** start **
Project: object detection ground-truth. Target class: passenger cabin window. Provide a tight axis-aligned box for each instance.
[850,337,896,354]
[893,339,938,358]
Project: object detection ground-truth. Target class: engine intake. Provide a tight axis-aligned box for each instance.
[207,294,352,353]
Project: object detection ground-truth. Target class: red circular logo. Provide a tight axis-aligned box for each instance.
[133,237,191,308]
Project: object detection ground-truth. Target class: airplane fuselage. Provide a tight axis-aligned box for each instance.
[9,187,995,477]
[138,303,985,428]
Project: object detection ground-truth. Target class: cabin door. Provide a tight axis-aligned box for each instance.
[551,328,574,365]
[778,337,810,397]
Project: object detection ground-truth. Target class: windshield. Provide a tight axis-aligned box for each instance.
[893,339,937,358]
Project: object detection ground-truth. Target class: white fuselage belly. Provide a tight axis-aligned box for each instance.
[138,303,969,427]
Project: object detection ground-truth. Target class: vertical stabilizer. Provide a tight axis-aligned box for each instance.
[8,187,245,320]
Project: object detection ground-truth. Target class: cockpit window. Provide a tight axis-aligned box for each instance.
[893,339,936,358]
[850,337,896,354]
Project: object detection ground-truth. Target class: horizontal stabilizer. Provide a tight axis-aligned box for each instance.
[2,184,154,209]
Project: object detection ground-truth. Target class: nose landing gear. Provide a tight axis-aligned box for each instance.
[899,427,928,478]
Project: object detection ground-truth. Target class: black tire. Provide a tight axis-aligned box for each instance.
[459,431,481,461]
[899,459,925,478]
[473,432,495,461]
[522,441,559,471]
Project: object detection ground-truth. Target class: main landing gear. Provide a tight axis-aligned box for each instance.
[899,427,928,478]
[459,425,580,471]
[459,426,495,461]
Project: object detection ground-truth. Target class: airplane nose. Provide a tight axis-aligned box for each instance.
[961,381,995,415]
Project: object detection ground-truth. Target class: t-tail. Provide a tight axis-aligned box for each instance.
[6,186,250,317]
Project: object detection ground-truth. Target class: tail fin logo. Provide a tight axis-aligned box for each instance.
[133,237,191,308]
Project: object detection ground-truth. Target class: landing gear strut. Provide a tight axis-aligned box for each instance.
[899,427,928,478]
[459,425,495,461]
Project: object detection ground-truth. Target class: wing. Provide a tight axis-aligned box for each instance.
** end **
EXERCISE INSTRUCTIONS:
Copy the listing from the line containing "Project: object detection ground-truth. Target class: landing" through its final line, requests included, and raise every bounding-box coordinate by 75.

FULL ANSWER:
Project: object detection ground-truth. Target class: landing gear strut. Provide a tight axis-aligned box for each instance.
[974,502,1003,553]
[534,500,570,536]
Project: object detection ground-truth. Target class: wing. Provide a tight axis-aligned box for each instance.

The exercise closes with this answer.